• _SHORT PROBLEM_: Please give the listing again, word for word, with nothing left out.

• _INPUT MATERIAL_:
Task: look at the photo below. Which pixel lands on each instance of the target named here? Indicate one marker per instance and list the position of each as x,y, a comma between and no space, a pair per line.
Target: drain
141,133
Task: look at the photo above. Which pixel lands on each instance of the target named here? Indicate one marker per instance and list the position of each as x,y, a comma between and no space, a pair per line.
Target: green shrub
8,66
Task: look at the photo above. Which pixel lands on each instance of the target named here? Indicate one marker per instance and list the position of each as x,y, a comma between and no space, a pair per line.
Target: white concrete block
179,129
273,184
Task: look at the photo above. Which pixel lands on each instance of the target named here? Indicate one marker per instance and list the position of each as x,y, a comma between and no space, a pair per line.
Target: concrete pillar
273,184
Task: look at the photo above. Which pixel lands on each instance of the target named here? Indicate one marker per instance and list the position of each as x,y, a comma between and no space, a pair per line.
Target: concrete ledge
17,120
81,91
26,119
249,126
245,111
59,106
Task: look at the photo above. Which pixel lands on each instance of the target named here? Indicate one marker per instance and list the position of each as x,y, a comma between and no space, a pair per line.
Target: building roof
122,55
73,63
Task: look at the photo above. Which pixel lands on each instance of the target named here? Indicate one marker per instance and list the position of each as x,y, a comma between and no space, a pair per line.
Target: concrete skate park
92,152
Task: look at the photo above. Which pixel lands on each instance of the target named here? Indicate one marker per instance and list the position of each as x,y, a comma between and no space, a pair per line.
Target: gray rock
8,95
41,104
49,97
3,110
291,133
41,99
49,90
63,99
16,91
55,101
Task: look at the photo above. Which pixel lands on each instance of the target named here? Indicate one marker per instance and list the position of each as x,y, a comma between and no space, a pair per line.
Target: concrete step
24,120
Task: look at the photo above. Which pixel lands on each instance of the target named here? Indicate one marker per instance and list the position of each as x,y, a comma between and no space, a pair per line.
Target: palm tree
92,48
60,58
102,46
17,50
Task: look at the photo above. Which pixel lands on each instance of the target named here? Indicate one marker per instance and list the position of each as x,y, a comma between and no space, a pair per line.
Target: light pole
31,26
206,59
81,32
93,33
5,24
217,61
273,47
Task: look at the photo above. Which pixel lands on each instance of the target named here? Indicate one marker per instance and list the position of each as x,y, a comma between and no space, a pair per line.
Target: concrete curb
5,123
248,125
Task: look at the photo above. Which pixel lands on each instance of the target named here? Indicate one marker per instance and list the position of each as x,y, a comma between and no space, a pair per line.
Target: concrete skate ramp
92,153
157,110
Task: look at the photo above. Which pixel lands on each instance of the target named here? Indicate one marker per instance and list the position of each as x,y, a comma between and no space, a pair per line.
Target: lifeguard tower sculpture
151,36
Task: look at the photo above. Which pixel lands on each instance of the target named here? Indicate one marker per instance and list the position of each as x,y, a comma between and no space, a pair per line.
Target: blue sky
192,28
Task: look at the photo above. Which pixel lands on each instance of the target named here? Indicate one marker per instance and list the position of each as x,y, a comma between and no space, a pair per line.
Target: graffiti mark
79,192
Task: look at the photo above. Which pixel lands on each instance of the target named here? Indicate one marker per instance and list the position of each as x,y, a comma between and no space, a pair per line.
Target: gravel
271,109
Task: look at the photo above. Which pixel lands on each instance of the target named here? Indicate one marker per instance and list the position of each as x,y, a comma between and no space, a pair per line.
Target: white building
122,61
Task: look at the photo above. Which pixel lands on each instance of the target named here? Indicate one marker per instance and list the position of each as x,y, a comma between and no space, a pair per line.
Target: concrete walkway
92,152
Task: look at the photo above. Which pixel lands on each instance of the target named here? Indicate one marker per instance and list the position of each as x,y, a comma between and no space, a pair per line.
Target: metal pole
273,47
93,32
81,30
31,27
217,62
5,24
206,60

• _ANSWER FOR THE TASK_:
Task: look at the photo below. Which pixel lands on each instance of the target named here? Indicate one marker per instance and list the position of each as x,y, a comma between and no space, a pair per line.
Target: drain
141,133
Task: look at the photo above. Which pixel lands on each instance of the target named here? Indicate one marker per instance and list the position of each as x,y, a comma between and no space, a pair per line.
Target: green shrub
8,66
Task: look at the photo above. Which pixel lands on each instance of the target named here? Indicate one marker per instance and list the position of each as x,y, a comma between and no space, a pair per line.
Target: white concrete block
179,129
273,184
Task: look at the photo above. Which pixel lands on each instance of the target named here? Indicate one marker per instance and list the position of each as x,y, a comma between and no space, a pair per line.
Target: concrete pillar
273,184
Task: look at the photo above. Which pixel lands on each instance of the target named here? Indicate one marker per instance and list the position of each as x,y, a comma between and no space, a pair per line.
Target: concrete ledge
17,120
81,91
26,119
249,126
245,111
59,106
Task: look at the photo above. Which pixel lands on each instance of the target named here? Indicate one marker per instance and list the position of each as x,y, a comma between and no space, a pair per line.
Target: building roof
122,55
73,63
Task: look at the photo above. Which pixel lands on each instance of the target named here? Indicate one marker per instance and list the position of each as x,y, a comma between and no space, a pair per line.
Target: concrete skate park
92,152
Task: look at the photo above. Which pixel lands on each instance of the target named here? Indicate one marker per instance and list the position of each as x,y, a comma between and no space, a pair per line.
Target: gray rock
8,95
41,104
49,97
3,110
291,133
41,99
49,90
63,99
16,91
55,101
Task: look at the photo above. Which pixel lands on each instance of the target named here? Indicate one marker per instance and list the position of each as x,y, a comma between and no space, a pair per line.
Target: concrete step
24,120
Task: look at the photo above. Which pixel lands on each instance of the target named here? Indicate one marker per instance and list the position of each as x,y, a comma between and no space, a pair per line.
Target: palm tree
92,48
60,58
102,46
17,50
Task: look at the photo above. Which pixel lands on each instance of the target named here? Indicate one marker per instance and list the position of each as x,y, a comma between and no space, a pair per line.
Target: light pole
31,26
206,59
81,32
93,33
5,24
217,61
273,47
Task: look at the photo above. Which pixel lands on each instance of the target named here? Indicate one marker per instance and list the position of each as x,y, a comma between and no space, a pair per line.
Target: concrete curb
5,123
248,125
Task: look at the photo above. Which pixel lands on each instance of the target named here? Indicate one marker per instance and list the position of each as x,y, a comma between and no space, a pair per line.
Target: concrete skate ramp
92,153
157,110
Task: look at the photo above. Which pixel lands on each instance of the target named here? Indicate one marker per instance and list the position of each as x,y, a comma between and no space, a pair per line.
Target: lifeguard tower sculpture
151,36
Task: look at the photo above. Which pixel lands on each instance of the target named here? Indicate one marker per instance and list the position of each as x,y, a comma between and no space, a pair per line.
Target: blue sky
192,28
Task: look at the photo above. Which pixel lands on each instance of the target named here? Indicate one marker per instance and list the position of each as x,y, a comma between and no space, a pair per line.
Target: graffiti mark
79,192
Task: look at the photo above. Which pixel lands on each instance of the target named here? Indicate one marker per instance and list the position of each as x,y, a comma between and no space, a pair per line.
Target: gravel
271,109
Task: look at the photo above. Which pixel lands on each instance of the target named here? Indicate one marker per instance and list the position of each as x,y, a comma between and no space, a pair per line.
Target: white building
122,61
Task: look at the photo above. Which pixel lands on each instance of the target named here? Indicate one marker per instance and list the position of each as x,y, a comma between and no space, a pair per line.
Target: concrete walkway
92,152
Task: look at the photo above. Which pixel lands on each instance of the target named here? Indicate one marker per instance and list the position of each as x,y, a comma between and no space, a pair per line.
Target: metal pole
273,47
93,32
81,30
31,27
217,62
5,24
206,60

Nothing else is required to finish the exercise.